* Information
━━━━━━

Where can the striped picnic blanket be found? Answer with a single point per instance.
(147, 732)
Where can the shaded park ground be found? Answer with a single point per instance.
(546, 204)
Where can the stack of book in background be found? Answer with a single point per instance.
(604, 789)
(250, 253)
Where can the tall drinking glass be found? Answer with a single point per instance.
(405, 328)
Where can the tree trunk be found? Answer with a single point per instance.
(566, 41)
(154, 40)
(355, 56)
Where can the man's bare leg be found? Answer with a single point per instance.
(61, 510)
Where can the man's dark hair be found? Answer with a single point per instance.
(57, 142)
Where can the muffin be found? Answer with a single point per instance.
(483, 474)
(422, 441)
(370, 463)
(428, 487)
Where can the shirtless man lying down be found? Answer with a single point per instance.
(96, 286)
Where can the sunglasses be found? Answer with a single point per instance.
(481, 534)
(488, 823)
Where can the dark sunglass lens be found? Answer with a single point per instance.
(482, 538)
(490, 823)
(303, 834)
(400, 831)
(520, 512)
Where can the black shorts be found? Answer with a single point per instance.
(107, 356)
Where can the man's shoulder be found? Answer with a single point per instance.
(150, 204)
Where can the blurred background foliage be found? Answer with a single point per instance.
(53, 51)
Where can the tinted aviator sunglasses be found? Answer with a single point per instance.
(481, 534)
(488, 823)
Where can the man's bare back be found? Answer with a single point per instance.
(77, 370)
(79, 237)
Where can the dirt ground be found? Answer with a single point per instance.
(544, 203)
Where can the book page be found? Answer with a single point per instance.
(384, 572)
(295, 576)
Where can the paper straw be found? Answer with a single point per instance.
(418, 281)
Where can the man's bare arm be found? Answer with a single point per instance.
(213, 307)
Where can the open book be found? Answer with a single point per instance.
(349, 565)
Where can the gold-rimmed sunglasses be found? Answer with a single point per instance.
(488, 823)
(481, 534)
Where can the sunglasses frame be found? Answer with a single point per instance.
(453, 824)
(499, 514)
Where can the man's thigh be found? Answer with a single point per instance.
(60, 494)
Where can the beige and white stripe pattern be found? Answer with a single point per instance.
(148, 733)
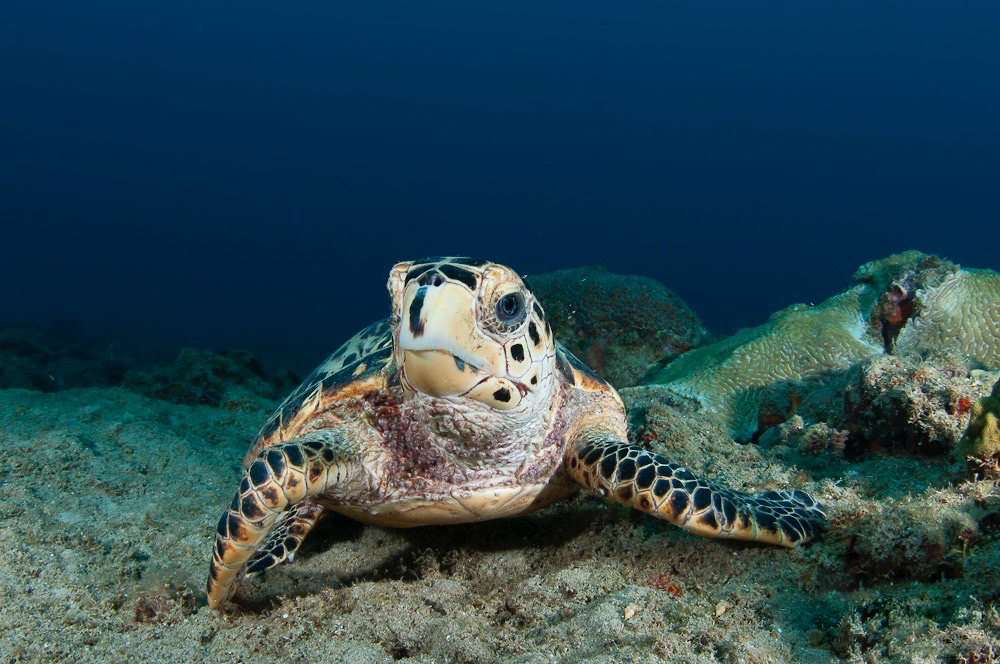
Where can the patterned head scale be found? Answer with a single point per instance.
(470, 328)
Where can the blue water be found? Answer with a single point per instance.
(244, 174)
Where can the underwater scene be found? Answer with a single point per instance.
(500, 332)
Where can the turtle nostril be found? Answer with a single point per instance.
(432, 278)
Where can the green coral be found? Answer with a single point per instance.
(800, 342)
(980, 445)
(960, 314)
(909, 303)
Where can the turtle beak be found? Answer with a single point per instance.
(444, 353)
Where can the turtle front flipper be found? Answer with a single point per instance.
(628, 474)
(287, 535)
(278, 482)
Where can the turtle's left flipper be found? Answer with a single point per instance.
(628, 474)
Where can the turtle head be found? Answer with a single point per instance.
(467, 328)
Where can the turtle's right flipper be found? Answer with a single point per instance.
(286, 537)
(279, 480)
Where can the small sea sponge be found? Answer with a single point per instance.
(980, 445)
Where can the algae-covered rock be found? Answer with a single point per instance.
(980, 445)
(906, 304)
(620, 325)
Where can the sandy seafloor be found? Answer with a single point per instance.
(108, 501)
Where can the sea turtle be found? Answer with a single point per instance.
(461, 407)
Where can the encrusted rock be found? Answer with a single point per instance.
(907, 304)
(980, 445)
(620, 325)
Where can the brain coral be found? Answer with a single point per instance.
(729, 376)
(961, 314)
(906, 303)
(619, 325)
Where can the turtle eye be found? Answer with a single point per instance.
(510, 307)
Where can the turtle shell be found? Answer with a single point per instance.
(360, 360)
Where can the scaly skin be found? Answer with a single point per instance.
(279, 479)
(462, 408)
(630, 475)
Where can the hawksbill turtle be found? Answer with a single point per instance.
(461, 407)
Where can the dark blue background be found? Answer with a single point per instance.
(244, 174)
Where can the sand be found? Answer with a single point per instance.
(108, 501)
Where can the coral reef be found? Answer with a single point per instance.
(621, 326)
(906, 404)
(905, 304)
(980, 445)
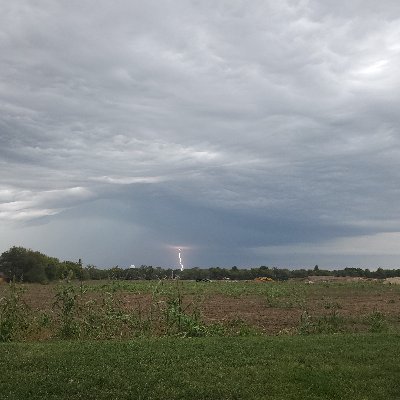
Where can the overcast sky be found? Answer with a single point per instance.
(245, 132)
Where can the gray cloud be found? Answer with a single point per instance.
(230, 127)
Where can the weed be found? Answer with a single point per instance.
(13, 315)
(330, 323)
(377, 322)
(66, 304)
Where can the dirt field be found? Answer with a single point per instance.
(351, 305)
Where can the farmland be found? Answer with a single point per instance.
(200, 340)
(124, 309)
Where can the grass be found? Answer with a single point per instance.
(356, 367)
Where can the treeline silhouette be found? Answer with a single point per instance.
(27, 265)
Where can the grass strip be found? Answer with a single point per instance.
(356, 367)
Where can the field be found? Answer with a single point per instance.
(108, 309)
(200, 340)
(343, 367)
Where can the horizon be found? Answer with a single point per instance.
(262, 133)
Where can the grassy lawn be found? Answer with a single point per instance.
(347, 366)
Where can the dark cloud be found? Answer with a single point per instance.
(262, 131)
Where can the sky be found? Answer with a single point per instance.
(246, 133)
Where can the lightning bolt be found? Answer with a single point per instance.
(180, 259)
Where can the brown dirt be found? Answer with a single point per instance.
(254, 310)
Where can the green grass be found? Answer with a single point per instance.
(356, 367)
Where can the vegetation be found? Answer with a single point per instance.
(354, 367)
(32, 266)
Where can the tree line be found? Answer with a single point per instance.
(27, 265)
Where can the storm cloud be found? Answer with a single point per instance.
(248, 133)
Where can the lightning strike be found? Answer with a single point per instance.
(180, 259)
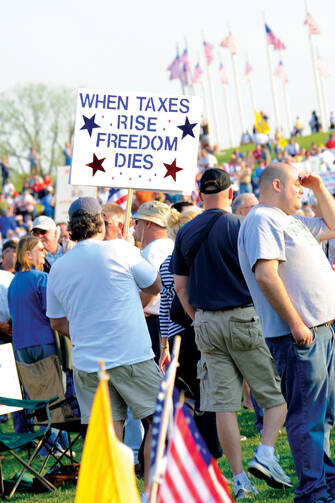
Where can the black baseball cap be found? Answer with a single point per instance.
(214, 180)
(87, 205)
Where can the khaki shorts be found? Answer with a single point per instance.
(135, 386)
(232, 347)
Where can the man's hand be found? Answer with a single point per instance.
(302, 335)
(164, 359)
(310, 180)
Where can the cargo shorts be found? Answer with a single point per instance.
(233, 347)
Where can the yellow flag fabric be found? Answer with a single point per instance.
(282, 142)
(107, 467)
(260, 124)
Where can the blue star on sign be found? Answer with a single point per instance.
(89, 124)
(187, 128)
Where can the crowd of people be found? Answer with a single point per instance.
(224, 268)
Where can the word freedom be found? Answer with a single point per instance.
(144, 103)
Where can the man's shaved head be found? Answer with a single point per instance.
(279, 170)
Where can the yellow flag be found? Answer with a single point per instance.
(282, 142)
(107, 467)
(260, 124)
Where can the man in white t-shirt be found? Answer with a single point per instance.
(92, 296)
(292, 286)
(151, 233)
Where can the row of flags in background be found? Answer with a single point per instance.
(180, 67)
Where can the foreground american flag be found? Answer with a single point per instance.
(192, 474)
(118, 196)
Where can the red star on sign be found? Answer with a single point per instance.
(172, 169)
(96, 165)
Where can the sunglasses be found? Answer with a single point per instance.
(39, 232)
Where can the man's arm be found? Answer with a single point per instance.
(181, 286)
(61, 325)
(271, 284)
(325, 200)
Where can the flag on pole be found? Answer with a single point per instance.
(247, 71)
(273, 40)
(313, 27)
(184, 74)
(229, 43)
(281, 72)
(107, 466)
(223, 75)
(208, 48)
(323, 70)
(118, 196)
(192, 474)
(175, 68)
(197, 74)
(260, 124)
(185, 60)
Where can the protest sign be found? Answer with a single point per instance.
(138, 141)
(66, 193)
(9, 381)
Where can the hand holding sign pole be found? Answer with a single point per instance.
(136, 141)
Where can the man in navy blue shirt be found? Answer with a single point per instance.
(212, 290)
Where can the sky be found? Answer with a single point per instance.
(126, 46)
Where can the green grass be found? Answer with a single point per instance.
(303, 141)
(66, 493)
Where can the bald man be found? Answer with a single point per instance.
(292, 286)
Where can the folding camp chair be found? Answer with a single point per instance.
(9, 442)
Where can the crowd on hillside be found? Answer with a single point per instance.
(80, 279)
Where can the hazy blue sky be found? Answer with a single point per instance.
(127, 45)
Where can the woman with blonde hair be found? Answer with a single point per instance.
(33, 338)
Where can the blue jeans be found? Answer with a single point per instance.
(308, 385)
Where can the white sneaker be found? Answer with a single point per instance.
(244, 489)
(270, 471)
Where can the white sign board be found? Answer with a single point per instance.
(9, 381)
(66, 193)
(140, 141)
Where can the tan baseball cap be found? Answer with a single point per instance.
(153, 211)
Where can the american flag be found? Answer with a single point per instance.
(118, 196)
(185, 60)
(192, 474)
(323, 70)
(184, 75)
(175, 68)
(223, 75)
(273, 40)
(248, 70)
(313, 27)
(208, 48)
(281, 72)
(229, 43)
(197, 74)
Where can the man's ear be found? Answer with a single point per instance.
(276, 184)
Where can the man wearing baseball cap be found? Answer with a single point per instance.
(151, 233)
(92, 296)
(211, 287)
(46, 230)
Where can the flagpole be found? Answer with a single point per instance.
(213, 100)
(165, 416)
(237, 87)
(128, 213)
(288, 109)
(273, 86)
(228, 112)
(315, 70)
(189, 73)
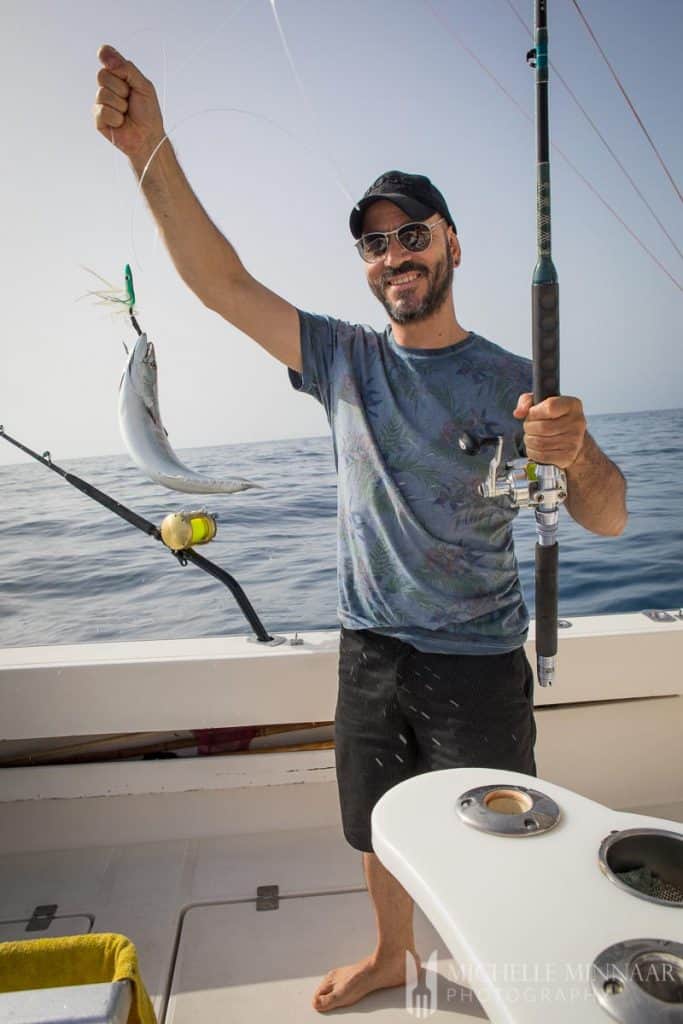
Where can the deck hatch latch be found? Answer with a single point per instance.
(267, 897)
(42, 918)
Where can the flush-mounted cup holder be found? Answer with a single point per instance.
(646, 863)
(508, 810)
(640, 981)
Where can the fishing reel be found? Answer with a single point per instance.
(525, 483)
(180, 530)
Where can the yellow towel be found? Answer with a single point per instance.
(75, 960)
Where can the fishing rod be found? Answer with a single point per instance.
(177, 531)
(528, 484)
(546, 350)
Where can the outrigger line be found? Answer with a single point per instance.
(546, 350)
(182, 555)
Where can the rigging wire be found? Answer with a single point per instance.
(555, 146)
(628, 98)
(196, 114)
(307, 101)
(598, 132)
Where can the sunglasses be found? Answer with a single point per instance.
(415, 238)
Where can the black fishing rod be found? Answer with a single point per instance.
(183, 555)
(551, 481)
(525, 483)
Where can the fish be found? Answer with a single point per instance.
(146, 438)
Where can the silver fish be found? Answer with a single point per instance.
(145, 437)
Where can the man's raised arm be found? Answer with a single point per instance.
(128, 115)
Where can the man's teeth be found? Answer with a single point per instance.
(404, 279)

━━━━━━

* Task prompt
What are the lines from the one with "Where can the rigging" through the end of the entries? Give them again exactly, both end lines included.

* Written response
Where can the rigging wire be found? Answer with a single point per instance.
(555, 146)
(628, 98)
(196, 114)
(307, 101)
(598, 132)
Where can the sunglasses be found? Answer with a single point per instance.
(415, 238)
Where can the black fishing rod be found? Answer with a single point per instance.
(183, 555)
(551, 481)
(525, 483)
Where can the fish be found? Answer with a single point per instance.
(146, 438)
Where can the silver fish be found? Answer with a single point per instance.
(145, 437)
Where can the man's raised arm be found? Answer with a single point per instance.
(128, 115)
Where can the man's teeth be found? Answer with a single point per instance.
(404, 279)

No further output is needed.